> **Task**
Quote the lines from the one containing "FIND: grey wooden surface" through the one containing "column 37, row 137", both included, word for word.

(Items from a dataset)
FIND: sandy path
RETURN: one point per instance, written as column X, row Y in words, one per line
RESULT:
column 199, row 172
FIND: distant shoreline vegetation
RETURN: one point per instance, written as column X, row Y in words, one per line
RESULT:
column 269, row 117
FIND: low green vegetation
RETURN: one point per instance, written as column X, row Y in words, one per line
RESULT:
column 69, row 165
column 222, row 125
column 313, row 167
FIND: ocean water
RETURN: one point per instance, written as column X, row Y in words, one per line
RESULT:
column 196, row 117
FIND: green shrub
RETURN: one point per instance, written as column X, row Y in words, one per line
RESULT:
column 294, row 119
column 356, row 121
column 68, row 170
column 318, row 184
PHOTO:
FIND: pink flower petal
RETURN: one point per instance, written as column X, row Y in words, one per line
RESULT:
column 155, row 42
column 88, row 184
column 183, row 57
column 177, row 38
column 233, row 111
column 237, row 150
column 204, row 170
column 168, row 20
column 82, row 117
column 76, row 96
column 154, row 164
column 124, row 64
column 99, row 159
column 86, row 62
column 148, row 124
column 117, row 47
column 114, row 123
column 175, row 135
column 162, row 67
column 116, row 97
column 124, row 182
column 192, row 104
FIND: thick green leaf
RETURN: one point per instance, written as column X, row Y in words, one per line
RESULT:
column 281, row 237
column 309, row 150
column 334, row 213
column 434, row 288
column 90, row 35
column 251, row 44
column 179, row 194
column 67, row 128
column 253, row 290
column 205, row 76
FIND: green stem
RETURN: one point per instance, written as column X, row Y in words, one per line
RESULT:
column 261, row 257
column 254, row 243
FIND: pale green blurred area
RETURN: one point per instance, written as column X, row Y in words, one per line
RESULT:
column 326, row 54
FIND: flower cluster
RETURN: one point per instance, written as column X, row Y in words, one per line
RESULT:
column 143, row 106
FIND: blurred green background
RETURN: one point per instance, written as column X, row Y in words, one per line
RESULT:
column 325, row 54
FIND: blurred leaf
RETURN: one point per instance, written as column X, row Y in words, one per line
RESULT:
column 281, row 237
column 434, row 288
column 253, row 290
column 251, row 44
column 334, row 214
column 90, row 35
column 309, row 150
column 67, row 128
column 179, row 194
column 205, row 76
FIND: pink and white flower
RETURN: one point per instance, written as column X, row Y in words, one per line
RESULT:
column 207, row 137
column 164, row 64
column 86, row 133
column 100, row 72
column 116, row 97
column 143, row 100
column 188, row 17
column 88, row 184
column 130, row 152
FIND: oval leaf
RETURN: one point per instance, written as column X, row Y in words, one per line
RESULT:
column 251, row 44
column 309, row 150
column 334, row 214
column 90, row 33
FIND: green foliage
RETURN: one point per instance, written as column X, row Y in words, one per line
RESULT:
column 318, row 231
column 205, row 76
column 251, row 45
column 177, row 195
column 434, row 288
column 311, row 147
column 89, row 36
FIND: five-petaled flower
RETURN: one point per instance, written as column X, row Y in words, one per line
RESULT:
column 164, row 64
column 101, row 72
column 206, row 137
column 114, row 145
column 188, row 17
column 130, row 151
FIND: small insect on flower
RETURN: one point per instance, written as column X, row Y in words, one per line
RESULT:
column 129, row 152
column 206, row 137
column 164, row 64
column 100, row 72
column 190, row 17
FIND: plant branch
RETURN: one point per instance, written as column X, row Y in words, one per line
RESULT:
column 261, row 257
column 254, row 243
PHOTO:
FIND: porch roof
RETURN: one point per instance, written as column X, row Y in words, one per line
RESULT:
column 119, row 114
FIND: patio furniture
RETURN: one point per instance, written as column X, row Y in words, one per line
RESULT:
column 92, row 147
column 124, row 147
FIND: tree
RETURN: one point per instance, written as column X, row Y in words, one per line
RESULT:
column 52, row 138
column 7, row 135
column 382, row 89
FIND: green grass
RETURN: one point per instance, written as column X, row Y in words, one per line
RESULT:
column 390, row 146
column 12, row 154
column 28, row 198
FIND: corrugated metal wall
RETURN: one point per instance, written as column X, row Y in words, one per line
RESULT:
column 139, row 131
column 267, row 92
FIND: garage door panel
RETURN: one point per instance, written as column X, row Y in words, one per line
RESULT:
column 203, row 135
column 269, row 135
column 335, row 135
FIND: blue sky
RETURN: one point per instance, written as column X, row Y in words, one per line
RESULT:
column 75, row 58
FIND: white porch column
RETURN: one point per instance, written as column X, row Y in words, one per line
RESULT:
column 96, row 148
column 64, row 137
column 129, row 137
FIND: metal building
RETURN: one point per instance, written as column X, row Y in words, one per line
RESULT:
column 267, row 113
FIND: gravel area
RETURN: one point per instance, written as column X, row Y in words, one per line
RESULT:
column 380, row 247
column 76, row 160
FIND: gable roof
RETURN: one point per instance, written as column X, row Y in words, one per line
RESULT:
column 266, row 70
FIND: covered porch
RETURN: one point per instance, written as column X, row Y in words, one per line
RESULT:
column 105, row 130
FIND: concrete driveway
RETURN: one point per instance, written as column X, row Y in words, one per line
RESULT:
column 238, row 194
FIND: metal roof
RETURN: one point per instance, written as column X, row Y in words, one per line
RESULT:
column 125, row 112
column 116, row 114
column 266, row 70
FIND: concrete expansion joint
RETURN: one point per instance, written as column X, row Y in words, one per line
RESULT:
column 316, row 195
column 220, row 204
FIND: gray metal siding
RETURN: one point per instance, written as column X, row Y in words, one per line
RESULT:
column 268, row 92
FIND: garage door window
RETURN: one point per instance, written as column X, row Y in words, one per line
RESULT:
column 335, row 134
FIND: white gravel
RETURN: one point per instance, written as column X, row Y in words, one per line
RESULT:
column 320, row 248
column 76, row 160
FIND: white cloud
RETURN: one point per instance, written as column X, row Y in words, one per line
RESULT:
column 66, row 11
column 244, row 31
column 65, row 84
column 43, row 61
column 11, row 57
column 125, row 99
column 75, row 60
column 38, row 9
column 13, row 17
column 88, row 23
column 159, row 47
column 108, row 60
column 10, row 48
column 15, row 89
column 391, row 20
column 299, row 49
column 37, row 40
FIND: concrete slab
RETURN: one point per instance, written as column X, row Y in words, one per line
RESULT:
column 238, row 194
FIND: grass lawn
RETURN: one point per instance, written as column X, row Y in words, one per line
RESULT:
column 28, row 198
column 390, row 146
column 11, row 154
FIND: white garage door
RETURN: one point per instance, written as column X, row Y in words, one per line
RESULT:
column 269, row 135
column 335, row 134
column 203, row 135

---

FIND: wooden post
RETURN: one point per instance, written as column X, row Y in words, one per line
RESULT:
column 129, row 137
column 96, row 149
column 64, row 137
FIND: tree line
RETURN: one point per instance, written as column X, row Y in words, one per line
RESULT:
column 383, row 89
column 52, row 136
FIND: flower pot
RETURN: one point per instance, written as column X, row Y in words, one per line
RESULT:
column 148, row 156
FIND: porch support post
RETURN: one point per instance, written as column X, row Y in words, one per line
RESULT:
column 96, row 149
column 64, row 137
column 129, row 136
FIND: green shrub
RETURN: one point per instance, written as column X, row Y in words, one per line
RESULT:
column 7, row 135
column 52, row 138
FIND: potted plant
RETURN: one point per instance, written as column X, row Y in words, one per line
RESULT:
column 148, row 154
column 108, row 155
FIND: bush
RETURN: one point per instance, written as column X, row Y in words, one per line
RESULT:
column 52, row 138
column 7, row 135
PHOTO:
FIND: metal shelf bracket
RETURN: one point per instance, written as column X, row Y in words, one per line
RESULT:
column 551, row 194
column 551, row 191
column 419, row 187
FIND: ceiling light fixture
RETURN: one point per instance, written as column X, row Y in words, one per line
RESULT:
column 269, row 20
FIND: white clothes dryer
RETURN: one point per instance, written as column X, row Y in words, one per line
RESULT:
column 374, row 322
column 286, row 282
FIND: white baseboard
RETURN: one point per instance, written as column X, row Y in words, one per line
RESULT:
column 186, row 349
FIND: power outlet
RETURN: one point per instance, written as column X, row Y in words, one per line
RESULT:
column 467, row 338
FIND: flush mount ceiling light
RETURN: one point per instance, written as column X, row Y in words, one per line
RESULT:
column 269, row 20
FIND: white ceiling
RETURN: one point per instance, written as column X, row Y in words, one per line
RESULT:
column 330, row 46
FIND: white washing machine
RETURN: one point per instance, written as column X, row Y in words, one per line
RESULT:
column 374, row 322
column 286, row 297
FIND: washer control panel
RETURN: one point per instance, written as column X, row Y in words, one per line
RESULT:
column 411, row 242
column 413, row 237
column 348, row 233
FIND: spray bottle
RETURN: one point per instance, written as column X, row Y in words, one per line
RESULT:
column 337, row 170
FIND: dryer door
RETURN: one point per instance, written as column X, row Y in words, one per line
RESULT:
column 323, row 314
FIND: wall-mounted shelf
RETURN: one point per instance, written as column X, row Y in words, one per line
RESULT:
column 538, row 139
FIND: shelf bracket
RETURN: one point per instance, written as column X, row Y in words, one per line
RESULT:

---

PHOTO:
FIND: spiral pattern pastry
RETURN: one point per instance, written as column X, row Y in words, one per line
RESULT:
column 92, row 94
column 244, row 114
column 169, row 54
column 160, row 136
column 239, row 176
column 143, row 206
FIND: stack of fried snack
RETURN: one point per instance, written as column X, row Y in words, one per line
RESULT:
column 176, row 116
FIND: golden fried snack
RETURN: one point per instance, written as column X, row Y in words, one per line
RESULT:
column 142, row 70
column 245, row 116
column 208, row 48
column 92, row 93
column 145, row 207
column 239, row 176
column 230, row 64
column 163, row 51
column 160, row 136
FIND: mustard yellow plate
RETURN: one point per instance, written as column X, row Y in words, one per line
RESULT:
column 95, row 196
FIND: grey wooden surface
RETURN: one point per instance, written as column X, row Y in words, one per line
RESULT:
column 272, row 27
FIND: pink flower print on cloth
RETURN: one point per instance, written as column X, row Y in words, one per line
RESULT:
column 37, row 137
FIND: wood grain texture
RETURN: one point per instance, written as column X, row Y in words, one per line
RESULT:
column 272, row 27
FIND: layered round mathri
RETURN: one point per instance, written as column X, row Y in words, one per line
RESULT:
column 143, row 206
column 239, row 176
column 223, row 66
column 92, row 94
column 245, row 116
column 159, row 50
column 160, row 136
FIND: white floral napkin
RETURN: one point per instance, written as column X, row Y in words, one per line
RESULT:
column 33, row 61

> **Answer to this exercise**
FIND: grey wooden surface
RETURN: one point per instance, written as column X, row Y in words, one per line
RESULT:
column 272, row 27
FIND: pink flower print on cloth
RETURN: one point per instance, written as column X, row Y in words, one per line
RESULT:
column 37, row 137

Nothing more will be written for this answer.